(Exercise goal) Every line from the one containing "positive clicks: (28, 290) (46, 280)" through the last line below should be reproduced exactly; please include nothing else.

(Input)
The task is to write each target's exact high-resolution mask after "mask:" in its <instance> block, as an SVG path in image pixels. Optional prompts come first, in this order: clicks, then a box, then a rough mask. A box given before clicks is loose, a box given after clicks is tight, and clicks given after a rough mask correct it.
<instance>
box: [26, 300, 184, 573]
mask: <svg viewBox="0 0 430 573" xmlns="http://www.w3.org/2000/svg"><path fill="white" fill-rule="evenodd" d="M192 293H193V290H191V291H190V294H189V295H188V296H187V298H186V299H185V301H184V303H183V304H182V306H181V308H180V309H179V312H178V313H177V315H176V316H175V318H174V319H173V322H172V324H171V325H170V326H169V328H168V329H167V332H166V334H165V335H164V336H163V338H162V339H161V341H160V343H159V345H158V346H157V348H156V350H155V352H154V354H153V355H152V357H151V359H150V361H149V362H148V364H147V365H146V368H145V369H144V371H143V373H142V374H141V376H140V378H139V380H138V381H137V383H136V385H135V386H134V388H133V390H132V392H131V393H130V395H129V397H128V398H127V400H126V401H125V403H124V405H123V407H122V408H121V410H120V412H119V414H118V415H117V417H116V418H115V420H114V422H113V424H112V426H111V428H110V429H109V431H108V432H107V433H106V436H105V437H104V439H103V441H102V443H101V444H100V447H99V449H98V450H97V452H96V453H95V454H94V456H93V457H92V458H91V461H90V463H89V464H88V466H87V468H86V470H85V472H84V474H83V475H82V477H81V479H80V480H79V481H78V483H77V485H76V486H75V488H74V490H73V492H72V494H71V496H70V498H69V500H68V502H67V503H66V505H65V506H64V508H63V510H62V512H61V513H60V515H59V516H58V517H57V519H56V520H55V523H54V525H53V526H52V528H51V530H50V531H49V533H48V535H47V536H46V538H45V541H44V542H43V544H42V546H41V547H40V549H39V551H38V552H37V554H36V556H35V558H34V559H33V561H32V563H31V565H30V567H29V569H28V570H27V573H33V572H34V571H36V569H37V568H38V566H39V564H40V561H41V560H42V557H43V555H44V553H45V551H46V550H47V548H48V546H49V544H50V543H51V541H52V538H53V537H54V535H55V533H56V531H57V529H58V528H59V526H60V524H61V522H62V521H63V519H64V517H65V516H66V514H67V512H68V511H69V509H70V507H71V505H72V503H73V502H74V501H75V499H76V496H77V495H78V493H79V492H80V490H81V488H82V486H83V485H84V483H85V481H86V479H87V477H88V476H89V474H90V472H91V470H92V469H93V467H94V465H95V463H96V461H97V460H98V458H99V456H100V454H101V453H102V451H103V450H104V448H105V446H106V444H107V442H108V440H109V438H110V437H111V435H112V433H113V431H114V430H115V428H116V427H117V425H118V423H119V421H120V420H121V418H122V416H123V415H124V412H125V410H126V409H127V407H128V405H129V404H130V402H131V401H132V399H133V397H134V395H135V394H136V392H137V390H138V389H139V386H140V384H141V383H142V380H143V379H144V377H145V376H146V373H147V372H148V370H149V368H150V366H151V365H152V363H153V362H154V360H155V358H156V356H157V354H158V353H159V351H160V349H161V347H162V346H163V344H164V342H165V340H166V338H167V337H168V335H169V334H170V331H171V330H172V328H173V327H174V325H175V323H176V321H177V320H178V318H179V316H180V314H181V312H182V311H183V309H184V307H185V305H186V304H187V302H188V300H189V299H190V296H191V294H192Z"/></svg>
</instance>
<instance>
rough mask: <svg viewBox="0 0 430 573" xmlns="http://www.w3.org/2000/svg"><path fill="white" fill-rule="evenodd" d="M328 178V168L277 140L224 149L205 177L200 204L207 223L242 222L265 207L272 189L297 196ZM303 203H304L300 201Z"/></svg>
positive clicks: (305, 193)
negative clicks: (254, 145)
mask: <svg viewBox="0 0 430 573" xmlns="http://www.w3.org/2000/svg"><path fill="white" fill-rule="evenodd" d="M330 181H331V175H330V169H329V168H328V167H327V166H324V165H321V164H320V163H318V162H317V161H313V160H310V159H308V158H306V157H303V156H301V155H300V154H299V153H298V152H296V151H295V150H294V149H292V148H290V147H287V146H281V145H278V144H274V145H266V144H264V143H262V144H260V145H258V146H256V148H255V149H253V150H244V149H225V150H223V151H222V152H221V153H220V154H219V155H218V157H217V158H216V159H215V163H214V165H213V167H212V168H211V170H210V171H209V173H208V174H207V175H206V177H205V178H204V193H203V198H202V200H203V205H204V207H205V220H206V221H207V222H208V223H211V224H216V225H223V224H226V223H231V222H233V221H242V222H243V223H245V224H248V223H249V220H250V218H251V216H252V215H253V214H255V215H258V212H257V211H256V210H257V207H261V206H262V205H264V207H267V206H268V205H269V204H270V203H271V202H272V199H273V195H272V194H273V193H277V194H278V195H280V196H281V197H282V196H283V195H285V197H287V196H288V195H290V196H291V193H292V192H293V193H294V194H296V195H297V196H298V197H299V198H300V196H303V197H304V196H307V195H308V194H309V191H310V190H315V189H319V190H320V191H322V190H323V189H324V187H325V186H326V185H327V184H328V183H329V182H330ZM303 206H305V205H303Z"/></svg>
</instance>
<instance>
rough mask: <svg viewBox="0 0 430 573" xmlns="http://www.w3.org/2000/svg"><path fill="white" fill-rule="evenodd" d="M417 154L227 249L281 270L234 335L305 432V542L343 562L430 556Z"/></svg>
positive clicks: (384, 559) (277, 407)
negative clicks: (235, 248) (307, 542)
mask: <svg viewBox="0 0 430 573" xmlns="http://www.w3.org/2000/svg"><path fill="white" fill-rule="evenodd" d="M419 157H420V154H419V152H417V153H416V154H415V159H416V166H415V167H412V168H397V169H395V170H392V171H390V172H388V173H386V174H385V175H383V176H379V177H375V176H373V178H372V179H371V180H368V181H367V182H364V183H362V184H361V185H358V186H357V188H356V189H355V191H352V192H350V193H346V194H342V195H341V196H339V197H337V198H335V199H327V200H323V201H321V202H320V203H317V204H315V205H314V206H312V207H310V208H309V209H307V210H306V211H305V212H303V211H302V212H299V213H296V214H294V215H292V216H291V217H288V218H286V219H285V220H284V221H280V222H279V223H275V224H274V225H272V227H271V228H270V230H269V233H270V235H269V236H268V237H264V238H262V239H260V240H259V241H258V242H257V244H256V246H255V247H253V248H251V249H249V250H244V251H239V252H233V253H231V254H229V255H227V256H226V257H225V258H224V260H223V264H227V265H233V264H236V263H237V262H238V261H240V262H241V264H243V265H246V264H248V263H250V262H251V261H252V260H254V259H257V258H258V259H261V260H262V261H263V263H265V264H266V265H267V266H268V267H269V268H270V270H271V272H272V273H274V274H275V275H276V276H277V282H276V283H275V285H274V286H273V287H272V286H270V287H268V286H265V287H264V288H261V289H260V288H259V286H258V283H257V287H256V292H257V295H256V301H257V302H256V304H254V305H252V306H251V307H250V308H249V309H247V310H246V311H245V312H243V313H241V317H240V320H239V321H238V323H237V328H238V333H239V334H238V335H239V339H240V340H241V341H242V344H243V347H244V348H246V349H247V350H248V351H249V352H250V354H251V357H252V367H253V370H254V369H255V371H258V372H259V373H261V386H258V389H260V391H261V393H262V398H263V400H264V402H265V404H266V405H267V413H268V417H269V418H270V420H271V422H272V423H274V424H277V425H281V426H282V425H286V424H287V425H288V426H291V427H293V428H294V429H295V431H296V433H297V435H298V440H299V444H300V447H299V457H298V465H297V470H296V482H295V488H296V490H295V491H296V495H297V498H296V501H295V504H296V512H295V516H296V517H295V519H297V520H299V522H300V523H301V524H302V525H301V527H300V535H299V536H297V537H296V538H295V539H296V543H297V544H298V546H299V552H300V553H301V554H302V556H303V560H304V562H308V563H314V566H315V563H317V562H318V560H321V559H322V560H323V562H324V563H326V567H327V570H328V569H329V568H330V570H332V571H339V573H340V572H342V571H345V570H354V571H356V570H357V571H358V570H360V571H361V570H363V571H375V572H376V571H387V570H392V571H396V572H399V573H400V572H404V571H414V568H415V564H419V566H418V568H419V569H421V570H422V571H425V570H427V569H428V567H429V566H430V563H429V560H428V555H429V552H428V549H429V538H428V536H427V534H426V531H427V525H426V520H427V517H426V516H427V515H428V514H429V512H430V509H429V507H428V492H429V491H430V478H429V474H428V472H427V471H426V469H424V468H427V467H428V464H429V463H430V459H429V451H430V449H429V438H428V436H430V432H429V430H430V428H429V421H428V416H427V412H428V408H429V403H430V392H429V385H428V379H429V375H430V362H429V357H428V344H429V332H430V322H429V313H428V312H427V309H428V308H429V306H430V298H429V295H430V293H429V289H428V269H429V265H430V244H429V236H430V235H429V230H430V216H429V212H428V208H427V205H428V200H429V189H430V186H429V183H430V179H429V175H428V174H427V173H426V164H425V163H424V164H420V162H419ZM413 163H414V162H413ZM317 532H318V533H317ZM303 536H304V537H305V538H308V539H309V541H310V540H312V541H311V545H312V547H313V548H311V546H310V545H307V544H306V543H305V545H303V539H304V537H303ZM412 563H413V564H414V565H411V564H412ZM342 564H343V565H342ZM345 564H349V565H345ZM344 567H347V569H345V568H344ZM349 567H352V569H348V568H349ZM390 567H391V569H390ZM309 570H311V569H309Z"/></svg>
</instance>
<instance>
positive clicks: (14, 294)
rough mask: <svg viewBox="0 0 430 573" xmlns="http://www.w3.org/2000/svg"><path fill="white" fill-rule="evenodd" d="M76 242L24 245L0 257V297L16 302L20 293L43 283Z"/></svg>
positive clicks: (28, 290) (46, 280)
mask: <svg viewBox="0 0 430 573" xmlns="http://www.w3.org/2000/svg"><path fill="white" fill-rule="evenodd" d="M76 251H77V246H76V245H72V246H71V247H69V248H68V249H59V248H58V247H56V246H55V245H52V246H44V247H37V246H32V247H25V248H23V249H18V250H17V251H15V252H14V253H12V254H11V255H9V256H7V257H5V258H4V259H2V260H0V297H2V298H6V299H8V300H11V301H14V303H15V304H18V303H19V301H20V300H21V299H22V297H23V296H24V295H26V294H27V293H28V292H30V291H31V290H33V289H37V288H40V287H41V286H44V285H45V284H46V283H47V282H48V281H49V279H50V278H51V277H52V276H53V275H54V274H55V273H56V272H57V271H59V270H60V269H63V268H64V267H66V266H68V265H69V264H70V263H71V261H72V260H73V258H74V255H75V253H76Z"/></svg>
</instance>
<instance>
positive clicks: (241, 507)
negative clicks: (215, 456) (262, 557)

(Reply to the task)
positive clicks: (28, 290) (46, 280)
mask: <svg viewBox="0 0 430 573" xmlns="http://www.w3.org/2000/svg"><path fill="white" fill-rule="evenodd" d="M76 251H77V246H76V245H72V246H71V247H69V248H68V249H59V248H58V247H56V246H55V245H52V246H44V247H37V246H32V247H25V248H23V249H18V250H17V251H15V252H14V253H12V254H11V255H9V256H7V257H5V258H4V259H2V260H0V297H2V298H6V299H8V300H11V301H14V303H15V304H18V303H19V301H20V300H21V299H22V297H23V296H24V295H26V294H27V293H28V292H30V291H31V290H33V289H37V288H40V287H41V286H44V285H45V284H46V283H47V282H48V281H49V279H50V278H51V277H52V276H53V275H54V274H55V273H56V272H57V271H59V270H60V269H63V268H64V267H66V266H68V265H69V264H70V263H71V261H72V260H73V258H74V255H75V253H76Z"/></svg>
</instance>
<instance>
positive clicks: (241, 507)
negative clicks: (215, 456) (262, 557)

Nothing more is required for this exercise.